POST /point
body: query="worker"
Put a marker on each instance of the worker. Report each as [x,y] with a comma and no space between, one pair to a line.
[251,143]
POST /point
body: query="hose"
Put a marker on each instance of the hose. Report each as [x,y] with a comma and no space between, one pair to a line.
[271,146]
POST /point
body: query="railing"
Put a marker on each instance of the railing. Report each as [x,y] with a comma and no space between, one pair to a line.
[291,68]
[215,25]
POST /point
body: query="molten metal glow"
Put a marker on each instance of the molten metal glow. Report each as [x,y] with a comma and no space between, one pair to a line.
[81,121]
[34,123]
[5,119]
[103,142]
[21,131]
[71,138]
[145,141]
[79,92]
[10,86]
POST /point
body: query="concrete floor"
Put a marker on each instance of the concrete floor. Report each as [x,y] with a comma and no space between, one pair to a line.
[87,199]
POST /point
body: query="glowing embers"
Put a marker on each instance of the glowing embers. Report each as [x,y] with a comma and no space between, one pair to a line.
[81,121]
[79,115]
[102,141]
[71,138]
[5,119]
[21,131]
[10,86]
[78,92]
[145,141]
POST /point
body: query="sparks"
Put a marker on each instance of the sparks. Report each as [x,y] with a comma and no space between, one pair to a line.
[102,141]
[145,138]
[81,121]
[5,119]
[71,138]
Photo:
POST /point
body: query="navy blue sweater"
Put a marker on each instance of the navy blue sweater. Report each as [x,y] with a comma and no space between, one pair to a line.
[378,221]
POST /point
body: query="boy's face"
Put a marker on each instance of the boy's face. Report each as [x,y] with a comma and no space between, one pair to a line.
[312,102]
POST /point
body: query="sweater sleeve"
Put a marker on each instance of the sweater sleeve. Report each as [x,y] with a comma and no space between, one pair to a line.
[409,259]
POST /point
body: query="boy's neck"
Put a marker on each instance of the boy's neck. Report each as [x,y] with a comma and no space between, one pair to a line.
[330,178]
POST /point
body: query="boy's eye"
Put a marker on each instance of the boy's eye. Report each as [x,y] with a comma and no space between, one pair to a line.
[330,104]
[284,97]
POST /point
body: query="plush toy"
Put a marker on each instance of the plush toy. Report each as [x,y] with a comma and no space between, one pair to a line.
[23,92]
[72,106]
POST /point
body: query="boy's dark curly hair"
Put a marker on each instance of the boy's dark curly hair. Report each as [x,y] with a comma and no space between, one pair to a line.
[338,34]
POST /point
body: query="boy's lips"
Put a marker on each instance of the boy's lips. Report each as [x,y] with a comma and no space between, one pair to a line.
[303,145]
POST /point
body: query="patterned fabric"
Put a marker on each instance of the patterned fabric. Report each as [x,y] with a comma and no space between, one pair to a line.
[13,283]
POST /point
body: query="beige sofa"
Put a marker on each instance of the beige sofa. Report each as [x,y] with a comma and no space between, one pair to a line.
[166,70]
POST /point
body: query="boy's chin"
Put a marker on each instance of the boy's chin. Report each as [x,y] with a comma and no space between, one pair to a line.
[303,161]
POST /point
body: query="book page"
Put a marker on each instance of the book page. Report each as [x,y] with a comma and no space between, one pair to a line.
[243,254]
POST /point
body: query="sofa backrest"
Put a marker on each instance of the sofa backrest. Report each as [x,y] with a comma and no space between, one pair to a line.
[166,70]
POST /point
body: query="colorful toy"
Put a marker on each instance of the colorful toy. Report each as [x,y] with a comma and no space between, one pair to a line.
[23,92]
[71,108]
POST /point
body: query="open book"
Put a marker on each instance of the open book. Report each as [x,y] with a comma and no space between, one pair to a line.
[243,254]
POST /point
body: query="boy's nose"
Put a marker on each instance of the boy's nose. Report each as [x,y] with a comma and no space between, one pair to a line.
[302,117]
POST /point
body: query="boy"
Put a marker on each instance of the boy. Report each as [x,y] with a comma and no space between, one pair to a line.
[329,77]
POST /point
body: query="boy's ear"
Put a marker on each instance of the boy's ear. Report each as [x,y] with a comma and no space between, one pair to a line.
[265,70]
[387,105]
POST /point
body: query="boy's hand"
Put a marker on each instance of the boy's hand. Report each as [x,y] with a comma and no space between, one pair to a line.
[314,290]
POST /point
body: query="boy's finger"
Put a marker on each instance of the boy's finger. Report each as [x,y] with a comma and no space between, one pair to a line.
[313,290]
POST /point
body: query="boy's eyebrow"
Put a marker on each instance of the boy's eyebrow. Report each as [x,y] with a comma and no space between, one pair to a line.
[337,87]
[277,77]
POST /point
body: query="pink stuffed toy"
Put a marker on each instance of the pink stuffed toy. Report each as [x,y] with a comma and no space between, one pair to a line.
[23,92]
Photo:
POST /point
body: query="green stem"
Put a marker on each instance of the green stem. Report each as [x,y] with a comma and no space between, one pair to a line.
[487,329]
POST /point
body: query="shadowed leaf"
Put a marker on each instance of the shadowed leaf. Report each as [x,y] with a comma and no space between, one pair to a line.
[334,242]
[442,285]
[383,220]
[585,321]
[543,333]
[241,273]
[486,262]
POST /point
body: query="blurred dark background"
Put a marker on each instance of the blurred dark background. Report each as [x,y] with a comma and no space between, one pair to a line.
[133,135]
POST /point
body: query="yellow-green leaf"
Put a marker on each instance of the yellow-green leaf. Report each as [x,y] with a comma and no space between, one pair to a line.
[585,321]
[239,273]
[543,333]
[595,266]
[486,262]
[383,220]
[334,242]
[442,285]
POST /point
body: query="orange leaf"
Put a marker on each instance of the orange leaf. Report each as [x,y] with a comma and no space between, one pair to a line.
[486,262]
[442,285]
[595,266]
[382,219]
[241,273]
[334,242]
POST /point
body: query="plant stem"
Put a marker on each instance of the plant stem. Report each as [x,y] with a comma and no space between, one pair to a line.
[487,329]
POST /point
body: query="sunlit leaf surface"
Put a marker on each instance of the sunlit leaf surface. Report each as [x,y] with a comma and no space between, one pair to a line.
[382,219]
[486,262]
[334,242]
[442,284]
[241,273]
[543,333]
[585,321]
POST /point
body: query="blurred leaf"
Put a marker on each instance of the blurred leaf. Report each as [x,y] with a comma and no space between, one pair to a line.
━━━━━━━━
## Task directions
The listing above must be transcribed exactly, line by line.

## Output of the exercise
POST /point
body: query="worker"
Put a marker on each instance of the worker. Report each as [x,y] with a comma and no space between, one pair to a line.
[251,143]
POST /point
body: query="hose"
Put a marker on each instance of the hose. Report each as [x,y] with a comma and no space between, one pair to a line.
[271,146]
POST /point
body: query="railing"
Put a marker on each instance of the railing. Report each as [x,y] with a comma and no space between, one pair to a line.
[291,68]
[215,25]
POST /point
body: query="molten metal glow"
Put a marker on each instance of the molten metal glow. Report each as [x,y] with a comma and no space between, one pair to a line.
[81,121]
[34,123]
[5,119]
[103,142]
[21,131]
[71,138]
[145,141]
[79,92]
[10,86]
POST /point
body: query="concrete floor"
Put a marker on each instance of the concrete floor. Report each as [x,y] with a comma and no space between, one pair to a line.
[87,199]
POST /point
body: query="glowing embers"
Put a marker on each instance of the glowing embers. Report each as [x,y] with a comma and no space between, one pair to a line.
[81,121]
[79,115]
[102,141]
[71,138]
[5,119]
[21,131]
[10,86]
[78,92]
[145,141]
POST /point
body: query="sparks"
Put a marker on each instance of the sparks. Report each as [x,y] with a comma and no space between, one pair to a line.
[102,141]
[145,138]
[81,121]
[5,119]
[71,138]
Photo:
POST /point
body: query="navy blue sweater"
Put a marker on each instance of the navy blue sweater. Report each as [x,y] with a comma and no space between, one pair to a line.
[378,221]
POST /point
body: query="boy's face"
Put a marker on each instance of the boy's face. Report each as [x,y] with a comma and no space between, one pair to a line.
[312,102]
POST /point
body: query="sweater sleeve"
Put a marker on each instance of the sweater sleeve. Report each as [x,y] with a comma and no space between, one pair to a line.
[409,259]
POST /point
body: query="boy's neck"
Put a marker on each instance of the boy's neck. Report each as [x,y] with a comma and no space between, one pair to a line.
[330,178]
POST /point
body: query="boy's eye"
Put a marker on each instance of the boy's eye. Report each as [x,y] with a comma and no space between, one pair to a line.
[330,104]
[284,97]
POST /point
body: query="plush toy"
Put a marker on each instance of the plush toy. Report each as [x,y] with a comma and no space between, one pair to a line.
[23,92]
[72,106]
POST /point
body: query="boy's dark curly hair"
Put a marker on each instance of the boy's dark curly hair. Report each as [x,y] with a comma and no space between, one pair to a line.
[338,34]
POST /point
body: query="boy's lips"
Put a marker on each instance of the boy's lips. Report each as [x,y] with a comma and no space between, one pair to a line.
[303,145]
POST /point
body: query="patterned fabric"
Put a marker on each instance of the patterned fabric. Report each as [x,y] with a comma and no space between, one pair to a line.
[13,283]
POST /point
body: query="beige sofa"
Put a marker on each instance of the beige sofa. Report each as [x,y] with a comma and no space between, one pair to a line.
[166,70]
POST /point
body: query="boy's chin"
Put a marker on each instance of the boy's chin. Report each as [x,y] with a comma and no space between, one pair to a line.
[303,161]
POST /point
body: query="book page"
Put a marker on each instance of the book page. Report each as [x,y] with a comma and no space between, one pair to a line.
[243,254]
POST /point
body: query="sofa backrest"
Put a marker on each instance of the sofa backrest. Report each as [x,y] with a comma and no space between, one pair to a line.
[166,70]
POST /point
body: query="colorful toy"
Put a marker on each instance of the colorful toy. Report each as [x,y] with a comma and no space between, one pair to a line.
[23,92]
[71,108]
POST /point
body: query="open book"
Put a marker on each instance of the open book. Report each as [x,y] with a comma and no space between, one pair to a line.
[243,254]
POST /point
body: query="boy's nose"
Put a marker on each instance of the boy's nose. Report each as [x,y] with a comma and no space between, one pair to a line.
[302,117]
POST /point
body: query="boy"
Put a marker on each instance of the boy. Report each as [x,y] with a comma and no space between, one pair to a line.
[329,77]
POST /point
body: query="boy's ear"
Put a marker on each instance of the boy's ear. Report each as [x,y] with a comma and no space between, one pair to a line.
[265,70]
[387,105]
POST /point
body: query="boy's hand"
Put a marker on each instance of the boy's hand. Report each as [x,y] with a comma and no space between, one pair to a line.
[314,290]
POST /point
body: query="boy's finger"
Put a marker on each instance of the boy's finger. Report each as [x,y] with a comma and no space between, one pair to a line.
[313,290]
POST /point
body: query="boy's eyebrow"
Put a marker on each instance of the boy's eyebrow. Report each as [x,y] with a comma and no space between, one pair to a line.
[337,87]
[277,77]
POST /point
body: query="pink stuffed toy"
Put a marker on each instance of the pink stuffed toy. Report each as [x,y] with a comma and no space between, one pair to a line.
[23,92]
Photo:
POST /point
body: query="green stem"
Put a marker on each instance of the green stem. Report each as [x,y] with a comma and no space between, one pair to a line.
[487,329]
POST /point
body: query="shadowed leaf"
Put a marker on each instance of the shadowed leaf. Report each as [x,y] with a comma and no space between, one pair to a line.
[334,242]
[442,285]
[383,220]
[585,321]
[543,333]
[241,273]
[486,262]
POST /point
body: query="blurred dark background"
Put a marker on each instance of the blurred dark background. Report each as [x,y] with a comma and no space between, one pair to a line.
[133,135]
POST /point
body: query="yellow-green leaf"
Put a marker on each instance of the yellow-green leaf. Report each as [x,y] with a comma and no space between, one pair to a line.
[585,321]
[239,273]
[543,333]
[595,266]
[486,262]
[383,220]
[334,242]
[442,285]
POST /point
body: query="orange leaf"
Put a marker on each instance of the orange leaf. Report each as [x,y] with a comma and no space between, one pair to a line.
[486,262]
[442,285]
[595,266]
[382,219]
[241,273]
[334,242]
POST /point
body: query="plant stem"
Put a marker on each instance of the plant stem. Report each as [x,y] with a comma and no space between, one pair to a line.
[487,329]
POST /point
body: query="sunlit leaf surface"
Put a marker on each instance of the sunlit leaf surface. Report each as [x,y] with a comma and no space between, one pair to a line.
[382,219]
[486,262]
[334,242]
[442,284]
[241,273]
[543,333]
[585,321]
POST /point
body: query="blurred leaf"
Put a marker on each instance of the blurred leaf. Report each as [x,y] with a comma and no space between, one pair to a line.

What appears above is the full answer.